ECONOMIC OVERVIEW
- After a busy inflation and central banks week in Latam, next week will only have a few bits and pieces to drive local markets that will likely pay closer attention to developments abroad. US and UK CPI data, possible policy easing by the PBoC, and Friday’s US government funding deadline, among other data/events, will drive global market sentiment. Colombian and Canadian markets are closed on Monday.
- Colombia and Peru Q3/Sep GDP data are next week’s Latam highlight. In Colombia’s case, our economists expect a partial reversal of a sharp quarter-on-quarter drop in Q2 while still showing only about a half percentage point year-on-year rise in GDP. Peru’s situation is even worse, however, with our team forecasting a 0.8% y/y contraction in output in September—which would be its seventh decline in nine months.
- Elsewhere, Brazilian services and economic activity readings should improve after a very weak August but remain relatively sluggish. The BCCh’s meeting minutes may be somewhat stale as the bank’s decision pre-dated an October inflation ‘miss’ which has raised the odds of a 75bps cut next month. Mexico’s schedule has nothing of note to follow, but markets remain on political headlines watch.
PACIFIC ALLIANCE COUNTRY UPDATES
- We assess key insights from the last week, with highlights on the main issues to watch over the coming fortnight in Peru.
MARKET EVENTS & INDICATORS
- A comprehensive risk calendar with selected highlights for the period November 11–24 across the Pacific Alliance countries and Brazil.
Chart of the Week
ECONOMIC OVERVIEW: PERU AND COLOMBIA GDP; US CPI
Juan Manuel Herrera, Senior Economist/Strategist
Scotiabank GBM
+44.207.826.5654
juanmanuel.herrera@scotiabank.com
- After a busy inflation and central banks week in Latam, next week will only have a few bits and pieces to drive local markets that will likely pay closer attention to developments abroad. US and UK CPI data, possible policy easing by the PBoC, and Friday’s US government funding deadline, among other data/events, will drive global market sentiment. Colombian and Canadian markets are closed on Monday.

------

--- PROBLEM TO WORK ON ---
Say whether each statement agrees with the Latin American economic overview, answering yes or no and quoting the deciding words: (a) Colombian markets are closed on Monday; (b) Peru's output is forecast to grow in September; (c) Mexico's schedule holds several notable releases.

--- DATASET ENTRIES ---

------

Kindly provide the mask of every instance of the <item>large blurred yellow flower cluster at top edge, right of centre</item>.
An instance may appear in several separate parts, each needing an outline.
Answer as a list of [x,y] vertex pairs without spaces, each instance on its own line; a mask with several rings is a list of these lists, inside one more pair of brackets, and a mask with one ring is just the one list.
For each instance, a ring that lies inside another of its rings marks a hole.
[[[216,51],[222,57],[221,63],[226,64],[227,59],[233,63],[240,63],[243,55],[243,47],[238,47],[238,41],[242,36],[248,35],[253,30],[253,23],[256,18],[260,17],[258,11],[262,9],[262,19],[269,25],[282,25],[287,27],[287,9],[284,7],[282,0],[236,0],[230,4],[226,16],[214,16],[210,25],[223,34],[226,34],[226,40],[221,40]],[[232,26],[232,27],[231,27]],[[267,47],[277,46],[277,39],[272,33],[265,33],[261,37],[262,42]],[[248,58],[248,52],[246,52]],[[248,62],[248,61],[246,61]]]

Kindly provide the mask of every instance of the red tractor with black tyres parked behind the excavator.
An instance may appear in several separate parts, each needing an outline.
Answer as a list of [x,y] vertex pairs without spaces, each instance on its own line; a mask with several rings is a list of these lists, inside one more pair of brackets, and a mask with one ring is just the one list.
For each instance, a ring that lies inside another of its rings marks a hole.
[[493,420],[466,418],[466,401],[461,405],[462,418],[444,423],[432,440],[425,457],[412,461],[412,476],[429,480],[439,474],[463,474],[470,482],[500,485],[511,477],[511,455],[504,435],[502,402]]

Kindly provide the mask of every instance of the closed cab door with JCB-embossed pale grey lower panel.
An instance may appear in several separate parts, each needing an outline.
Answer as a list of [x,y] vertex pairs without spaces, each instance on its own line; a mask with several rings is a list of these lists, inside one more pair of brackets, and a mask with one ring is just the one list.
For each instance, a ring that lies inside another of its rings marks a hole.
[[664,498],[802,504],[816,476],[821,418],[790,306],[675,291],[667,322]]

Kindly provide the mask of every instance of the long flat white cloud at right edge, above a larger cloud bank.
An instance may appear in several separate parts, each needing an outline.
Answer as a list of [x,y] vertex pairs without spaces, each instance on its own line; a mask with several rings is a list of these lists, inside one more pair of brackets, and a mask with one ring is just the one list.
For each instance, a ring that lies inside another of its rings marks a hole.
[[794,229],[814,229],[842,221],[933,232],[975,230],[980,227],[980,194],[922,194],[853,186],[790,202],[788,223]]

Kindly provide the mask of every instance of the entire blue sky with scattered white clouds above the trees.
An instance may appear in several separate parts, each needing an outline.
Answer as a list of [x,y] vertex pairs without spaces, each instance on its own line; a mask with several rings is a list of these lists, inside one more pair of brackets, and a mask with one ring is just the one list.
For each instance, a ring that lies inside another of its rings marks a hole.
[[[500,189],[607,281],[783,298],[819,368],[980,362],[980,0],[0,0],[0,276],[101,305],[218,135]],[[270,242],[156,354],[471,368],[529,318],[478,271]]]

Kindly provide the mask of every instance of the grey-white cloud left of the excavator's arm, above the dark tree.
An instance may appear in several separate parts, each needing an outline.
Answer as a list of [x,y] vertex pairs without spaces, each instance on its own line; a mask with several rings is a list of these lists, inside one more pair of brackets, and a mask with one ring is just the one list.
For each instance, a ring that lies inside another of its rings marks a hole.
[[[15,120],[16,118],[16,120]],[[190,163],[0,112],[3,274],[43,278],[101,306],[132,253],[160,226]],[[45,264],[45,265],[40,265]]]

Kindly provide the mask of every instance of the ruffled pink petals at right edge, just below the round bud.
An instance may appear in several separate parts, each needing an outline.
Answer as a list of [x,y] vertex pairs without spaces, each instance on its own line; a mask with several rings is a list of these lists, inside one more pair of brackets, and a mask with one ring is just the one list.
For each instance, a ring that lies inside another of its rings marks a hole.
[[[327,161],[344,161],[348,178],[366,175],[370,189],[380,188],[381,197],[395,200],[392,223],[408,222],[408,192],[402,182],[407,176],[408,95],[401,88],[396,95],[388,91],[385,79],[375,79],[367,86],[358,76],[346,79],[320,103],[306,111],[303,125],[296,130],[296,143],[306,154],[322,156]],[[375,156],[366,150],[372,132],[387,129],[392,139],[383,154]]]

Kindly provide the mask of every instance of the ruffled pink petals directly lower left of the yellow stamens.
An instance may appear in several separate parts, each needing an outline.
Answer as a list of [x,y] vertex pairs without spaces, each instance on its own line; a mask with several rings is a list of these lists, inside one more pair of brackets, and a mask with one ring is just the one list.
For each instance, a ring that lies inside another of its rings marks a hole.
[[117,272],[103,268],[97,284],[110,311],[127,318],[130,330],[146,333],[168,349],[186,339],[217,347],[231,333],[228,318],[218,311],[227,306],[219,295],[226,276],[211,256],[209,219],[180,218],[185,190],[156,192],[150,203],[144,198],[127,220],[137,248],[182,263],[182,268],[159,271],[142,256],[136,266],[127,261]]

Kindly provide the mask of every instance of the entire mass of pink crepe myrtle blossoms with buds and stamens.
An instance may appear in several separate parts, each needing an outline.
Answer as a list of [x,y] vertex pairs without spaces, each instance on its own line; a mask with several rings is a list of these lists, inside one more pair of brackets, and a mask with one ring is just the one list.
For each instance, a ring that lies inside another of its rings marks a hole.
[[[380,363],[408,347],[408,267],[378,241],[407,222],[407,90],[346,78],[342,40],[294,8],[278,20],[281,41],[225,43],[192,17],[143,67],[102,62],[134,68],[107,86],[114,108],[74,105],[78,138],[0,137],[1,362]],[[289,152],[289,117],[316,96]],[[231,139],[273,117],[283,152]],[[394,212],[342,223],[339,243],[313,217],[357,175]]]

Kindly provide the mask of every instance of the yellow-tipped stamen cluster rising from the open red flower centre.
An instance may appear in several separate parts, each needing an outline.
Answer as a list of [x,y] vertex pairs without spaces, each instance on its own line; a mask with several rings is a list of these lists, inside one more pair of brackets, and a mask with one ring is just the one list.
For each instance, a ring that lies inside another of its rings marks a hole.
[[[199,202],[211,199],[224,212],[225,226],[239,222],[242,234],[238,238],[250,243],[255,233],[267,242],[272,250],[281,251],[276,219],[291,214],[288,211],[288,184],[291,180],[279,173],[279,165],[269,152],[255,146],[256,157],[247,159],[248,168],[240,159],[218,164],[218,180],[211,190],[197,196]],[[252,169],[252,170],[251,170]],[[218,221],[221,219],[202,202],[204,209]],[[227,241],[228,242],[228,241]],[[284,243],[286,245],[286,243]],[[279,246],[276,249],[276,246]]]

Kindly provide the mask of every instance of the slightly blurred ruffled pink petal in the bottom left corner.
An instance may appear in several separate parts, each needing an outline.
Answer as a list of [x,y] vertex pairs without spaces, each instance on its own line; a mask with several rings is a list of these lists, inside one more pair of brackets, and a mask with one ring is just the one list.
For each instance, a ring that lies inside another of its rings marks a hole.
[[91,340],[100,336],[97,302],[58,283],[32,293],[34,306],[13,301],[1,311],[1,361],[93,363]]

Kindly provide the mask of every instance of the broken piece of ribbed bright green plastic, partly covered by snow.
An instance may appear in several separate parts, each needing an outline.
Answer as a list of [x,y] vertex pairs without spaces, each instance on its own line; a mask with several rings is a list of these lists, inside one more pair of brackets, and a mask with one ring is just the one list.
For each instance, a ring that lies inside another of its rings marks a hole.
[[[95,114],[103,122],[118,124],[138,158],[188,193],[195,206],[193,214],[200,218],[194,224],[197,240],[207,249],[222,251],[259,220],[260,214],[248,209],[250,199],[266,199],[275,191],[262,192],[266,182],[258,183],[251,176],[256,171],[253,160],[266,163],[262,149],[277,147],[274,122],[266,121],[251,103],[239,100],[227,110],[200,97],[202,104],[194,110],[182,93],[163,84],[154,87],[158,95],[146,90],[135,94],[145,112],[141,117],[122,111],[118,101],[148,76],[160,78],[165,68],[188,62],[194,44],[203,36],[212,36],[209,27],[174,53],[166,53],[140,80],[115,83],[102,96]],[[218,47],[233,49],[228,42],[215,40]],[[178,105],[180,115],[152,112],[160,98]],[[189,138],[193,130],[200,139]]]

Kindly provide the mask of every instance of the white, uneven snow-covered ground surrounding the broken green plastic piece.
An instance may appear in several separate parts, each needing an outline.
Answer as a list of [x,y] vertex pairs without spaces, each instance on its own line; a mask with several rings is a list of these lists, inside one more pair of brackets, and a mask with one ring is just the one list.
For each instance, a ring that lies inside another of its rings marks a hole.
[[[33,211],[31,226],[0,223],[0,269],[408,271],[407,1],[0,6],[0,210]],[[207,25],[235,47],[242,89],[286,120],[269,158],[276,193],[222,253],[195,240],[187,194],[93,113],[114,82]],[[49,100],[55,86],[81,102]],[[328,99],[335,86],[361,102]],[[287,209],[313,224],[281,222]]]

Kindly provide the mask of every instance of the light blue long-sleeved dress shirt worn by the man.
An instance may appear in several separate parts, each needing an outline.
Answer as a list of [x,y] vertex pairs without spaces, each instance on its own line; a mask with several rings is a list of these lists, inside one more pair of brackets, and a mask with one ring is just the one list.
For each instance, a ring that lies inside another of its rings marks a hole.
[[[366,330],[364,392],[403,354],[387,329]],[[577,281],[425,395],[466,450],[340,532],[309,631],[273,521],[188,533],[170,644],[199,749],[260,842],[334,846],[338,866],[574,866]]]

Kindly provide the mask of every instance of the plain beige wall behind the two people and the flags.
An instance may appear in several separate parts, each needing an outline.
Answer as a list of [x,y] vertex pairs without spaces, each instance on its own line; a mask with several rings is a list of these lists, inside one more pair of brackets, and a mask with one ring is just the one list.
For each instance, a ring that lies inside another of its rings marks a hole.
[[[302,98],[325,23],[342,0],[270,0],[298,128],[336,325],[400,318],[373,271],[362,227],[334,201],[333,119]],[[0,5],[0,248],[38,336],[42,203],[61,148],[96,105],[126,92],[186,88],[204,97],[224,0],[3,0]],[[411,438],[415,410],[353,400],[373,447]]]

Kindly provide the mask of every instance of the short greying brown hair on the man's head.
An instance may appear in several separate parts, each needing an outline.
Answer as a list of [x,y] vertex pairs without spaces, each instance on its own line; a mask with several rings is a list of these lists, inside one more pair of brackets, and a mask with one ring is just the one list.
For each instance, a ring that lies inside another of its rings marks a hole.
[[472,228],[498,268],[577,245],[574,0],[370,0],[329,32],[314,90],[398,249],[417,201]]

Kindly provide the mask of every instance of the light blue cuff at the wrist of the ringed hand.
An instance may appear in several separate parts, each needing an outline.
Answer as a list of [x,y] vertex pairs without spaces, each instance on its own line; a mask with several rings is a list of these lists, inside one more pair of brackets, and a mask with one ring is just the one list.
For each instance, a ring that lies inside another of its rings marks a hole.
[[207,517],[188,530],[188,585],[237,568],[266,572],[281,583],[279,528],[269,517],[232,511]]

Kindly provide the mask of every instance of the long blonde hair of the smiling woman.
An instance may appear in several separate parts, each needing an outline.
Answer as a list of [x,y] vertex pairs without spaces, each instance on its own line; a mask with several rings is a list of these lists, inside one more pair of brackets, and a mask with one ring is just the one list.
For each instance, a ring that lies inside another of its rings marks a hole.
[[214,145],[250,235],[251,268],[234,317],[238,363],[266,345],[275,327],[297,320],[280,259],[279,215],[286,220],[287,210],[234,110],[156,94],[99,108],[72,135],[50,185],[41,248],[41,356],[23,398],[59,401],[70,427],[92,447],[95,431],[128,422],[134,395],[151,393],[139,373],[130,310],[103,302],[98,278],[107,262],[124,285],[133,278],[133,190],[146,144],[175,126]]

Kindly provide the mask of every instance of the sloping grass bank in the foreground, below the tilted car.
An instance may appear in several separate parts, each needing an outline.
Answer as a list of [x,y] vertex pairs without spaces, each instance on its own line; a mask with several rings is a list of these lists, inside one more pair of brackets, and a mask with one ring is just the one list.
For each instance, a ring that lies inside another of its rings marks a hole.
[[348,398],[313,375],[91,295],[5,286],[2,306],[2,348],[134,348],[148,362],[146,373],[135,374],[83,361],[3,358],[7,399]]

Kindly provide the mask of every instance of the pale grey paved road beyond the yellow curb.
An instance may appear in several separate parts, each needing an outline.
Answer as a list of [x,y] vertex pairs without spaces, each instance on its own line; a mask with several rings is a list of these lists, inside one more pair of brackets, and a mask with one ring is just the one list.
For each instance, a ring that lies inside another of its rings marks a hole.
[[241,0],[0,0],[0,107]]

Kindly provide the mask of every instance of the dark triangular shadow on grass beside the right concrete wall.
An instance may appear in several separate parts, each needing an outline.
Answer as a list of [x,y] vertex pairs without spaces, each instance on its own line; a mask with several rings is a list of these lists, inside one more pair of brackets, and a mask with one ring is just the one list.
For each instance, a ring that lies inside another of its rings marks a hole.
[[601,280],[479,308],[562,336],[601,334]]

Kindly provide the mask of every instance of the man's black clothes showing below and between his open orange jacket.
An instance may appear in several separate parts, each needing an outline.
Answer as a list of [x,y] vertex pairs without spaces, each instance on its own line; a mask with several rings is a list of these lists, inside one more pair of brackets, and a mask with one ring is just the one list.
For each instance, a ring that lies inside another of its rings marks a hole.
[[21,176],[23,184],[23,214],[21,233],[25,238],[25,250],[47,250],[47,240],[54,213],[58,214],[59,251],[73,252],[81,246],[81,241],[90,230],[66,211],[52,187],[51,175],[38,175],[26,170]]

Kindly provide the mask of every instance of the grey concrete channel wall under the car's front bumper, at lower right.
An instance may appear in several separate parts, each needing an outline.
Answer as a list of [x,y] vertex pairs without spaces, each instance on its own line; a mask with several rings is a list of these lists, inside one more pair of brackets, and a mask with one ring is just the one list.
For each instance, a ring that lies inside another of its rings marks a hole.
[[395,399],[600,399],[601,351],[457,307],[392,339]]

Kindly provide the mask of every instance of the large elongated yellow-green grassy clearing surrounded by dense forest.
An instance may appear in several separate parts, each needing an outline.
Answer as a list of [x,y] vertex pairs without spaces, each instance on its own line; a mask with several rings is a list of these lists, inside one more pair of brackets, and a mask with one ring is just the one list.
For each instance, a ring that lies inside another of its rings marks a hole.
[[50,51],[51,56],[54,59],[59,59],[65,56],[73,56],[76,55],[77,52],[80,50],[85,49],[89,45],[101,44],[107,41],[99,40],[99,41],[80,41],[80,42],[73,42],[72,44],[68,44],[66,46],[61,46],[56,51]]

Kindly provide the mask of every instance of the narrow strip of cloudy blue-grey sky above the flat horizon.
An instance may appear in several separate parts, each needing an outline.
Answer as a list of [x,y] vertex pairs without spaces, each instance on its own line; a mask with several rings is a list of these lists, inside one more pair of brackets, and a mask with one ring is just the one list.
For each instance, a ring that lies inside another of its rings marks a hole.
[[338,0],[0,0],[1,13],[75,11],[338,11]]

------

--- SOLUTION ---
(a) Yes: "Colombian and Canadian markets are closed on Monday."
(b) No: "our team forecasting a 0.8% y/y contraction in output in September"
(c) No: "Mexico’s schedule has nothing of note to follow"